What you will do: Reproduce the stretch from the line containing "Target: sky" through the end of the entries, requests included, raising every polygon vertex coordinate in the answers by 34. Leave all numbers outside the answers unchanged.

--- BEGIN ---

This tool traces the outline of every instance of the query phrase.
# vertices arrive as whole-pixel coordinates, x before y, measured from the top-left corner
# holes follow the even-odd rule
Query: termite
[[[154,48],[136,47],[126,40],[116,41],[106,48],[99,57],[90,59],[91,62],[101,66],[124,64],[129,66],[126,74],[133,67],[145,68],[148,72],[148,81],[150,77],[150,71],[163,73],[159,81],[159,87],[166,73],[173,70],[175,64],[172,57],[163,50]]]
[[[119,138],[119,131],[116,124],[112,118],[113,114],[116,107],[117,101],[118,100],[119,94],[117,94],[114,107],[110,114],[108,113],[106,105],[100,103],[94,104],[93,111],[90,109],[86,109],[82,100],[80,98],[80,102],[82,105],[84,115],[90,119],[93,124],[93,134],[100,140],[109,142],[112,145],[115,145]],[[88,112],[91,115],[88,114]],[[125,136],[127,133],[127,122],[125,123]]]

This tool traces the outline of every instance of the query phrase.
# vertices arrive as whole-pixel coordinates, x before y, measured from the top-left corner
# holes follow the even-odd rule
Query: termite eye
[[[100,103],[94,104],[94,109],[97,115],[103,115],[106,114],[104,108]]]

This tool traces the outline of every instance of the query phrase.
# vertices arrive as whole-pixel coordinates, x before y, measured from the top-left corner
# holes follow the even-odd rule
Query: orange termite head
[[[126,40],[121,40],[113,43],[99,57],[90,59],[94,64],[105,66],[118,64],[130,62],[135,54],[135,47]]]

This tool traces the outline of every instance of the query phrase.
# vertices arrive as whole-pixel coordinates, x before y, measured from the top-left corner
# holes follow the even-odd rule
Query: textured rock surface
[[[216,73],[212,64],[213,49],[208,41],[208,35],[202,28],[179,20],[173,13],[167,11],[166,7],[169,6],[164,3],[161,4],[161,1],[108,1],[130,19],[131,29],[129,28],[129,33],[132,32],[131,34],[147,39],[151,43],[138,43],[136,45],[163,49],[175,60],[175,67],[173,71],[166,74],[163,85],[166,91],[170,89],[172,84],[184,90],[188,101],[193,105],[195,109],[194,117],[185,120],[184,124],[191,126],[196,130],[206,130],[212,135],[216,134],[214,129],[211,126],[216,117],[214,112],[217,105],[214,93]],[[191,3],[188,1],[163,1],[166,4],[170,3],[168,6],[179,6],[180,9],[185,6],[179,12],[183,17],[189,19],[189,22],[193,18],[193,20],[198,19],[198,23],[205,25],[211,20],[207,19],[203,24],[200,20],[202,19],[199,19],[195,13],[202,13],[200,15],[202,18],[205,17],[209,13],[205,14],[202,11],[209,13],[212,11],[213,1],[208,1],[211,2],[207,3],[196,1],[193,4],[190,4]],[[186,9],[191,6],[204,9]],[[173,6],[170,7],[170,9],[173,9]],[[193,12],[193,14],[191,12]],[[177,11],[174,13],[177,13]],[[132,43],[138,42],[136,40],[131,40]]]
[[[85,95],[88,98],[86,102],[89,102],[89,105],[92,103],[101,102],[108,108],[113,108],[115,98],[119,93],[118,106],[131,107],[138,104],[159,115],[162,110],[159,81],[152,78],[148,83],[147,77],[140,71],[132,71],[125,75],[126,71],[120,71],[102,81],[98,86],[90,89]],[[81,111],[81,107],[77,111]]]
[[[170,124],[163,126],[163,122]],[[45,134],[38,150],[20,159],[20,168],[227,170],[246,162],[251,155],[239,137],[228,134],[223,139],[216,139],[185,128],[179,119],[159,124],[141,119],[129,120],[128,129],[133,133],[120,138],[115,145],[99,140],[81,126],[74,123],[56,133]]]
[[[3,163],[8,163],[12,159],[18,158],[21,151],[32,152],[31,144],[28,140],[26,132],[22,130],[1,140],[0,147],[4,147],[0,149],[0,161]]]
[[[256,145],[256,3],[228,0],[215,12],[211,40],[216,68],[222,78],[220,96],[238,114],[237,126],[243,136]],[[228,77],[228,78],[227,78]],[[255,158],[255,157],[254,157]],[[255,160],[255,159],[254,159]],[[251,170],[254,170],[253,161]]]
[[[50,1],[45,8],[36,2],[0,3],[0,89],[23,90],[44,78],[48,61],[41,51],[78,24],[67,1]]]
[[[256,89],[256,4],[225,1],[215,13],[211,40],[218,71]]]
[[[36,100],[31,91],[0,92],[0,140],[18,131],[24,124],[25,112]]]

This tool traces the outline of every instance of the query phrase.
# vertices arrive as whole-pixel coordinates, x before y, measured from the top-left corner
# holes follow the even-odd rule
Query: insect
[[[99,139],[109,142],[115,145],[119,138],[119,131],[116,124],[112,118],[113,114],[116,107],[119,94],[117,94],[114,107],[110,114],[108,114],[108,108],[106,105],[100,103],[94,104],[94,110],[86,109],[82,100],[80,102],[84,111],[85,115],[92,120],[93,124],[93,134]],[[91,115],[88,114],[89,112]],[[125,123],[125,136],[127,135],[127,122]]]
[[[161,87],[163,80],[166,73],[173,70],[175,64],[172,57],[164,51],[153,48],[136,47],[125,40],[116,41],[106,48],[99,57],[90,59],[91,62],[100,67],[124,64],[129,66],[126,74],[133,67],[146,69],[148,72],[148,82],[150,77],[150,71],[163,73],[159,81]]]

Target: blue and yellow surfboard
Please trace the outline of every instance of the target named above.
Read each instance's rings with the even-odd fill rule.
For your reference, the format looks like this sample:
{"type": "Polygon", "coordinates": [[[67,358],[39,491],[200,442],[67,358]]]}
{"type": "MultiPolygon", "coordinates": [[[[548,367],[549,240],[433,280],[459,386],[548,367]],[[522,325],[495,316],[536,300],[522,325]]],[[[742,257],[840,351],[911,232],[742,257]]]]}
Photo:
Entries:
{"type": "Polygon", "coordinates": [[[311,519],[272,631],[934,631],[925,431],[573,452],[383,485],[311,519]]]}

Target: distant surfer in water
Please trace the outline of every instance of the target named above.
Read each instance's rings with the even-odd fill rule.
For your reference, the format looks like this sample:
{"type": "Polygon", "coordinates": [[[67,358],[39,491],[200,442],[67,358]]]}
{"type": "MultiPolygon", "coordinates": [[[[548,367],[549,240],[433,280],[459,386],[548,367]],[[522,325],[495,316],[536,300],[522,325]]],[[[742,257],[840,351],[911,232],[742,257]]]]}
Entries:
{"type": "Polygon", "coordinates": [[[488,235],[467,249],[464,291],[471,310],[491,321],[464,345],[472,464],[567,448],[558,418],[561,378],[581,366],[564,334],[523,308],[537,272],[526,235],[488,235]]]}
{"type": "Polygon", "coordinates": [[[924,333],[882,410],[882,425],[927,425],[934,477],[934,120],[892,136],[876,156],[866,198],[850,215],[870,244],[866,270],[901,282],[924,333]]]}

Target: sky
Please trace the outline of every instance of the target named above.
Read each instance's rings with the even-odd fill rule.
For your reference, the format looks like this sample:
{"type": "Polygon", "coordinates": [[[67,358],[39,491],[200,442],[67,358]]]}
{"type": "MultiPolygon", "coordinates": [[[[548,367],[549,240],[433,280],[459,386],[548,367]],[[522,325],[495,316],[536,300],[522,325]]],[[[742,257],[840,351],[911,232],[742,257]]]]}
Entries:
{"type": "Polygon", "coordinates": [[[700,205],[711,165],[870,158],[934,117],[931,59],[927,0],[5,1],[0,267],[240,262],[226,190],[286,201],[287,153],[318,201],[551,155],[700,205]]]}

--- END ---

Complete response:
Target: sky
Please trace the outline of every instance of the target named above.
Read each instance's rings with the even-odd fill rule.
For your reference, the format looks like this sample:
{"type": "Polygon", "coordinates": [[[67,358],[39,491],[200,442],[67,358]]]}
{"type": "MultiPolygon", "coordinates": [[[[548,367],[549,240],[433,280],[459,386],[548,367]],[[522,325],[495,316],[536,300],[522,325]]],[[[742,257],[840,351],[911,232],[742,257]]]]}
Entries:
{"type": "Polygon", "coordinates": [[[734,239],[745,199],[904,192],[968,151],[965,93],[961,34],[39,35],[34,301],[274,296],[260,224],[320,235],[321,187],[352,235],[585,189],[734,239]]]}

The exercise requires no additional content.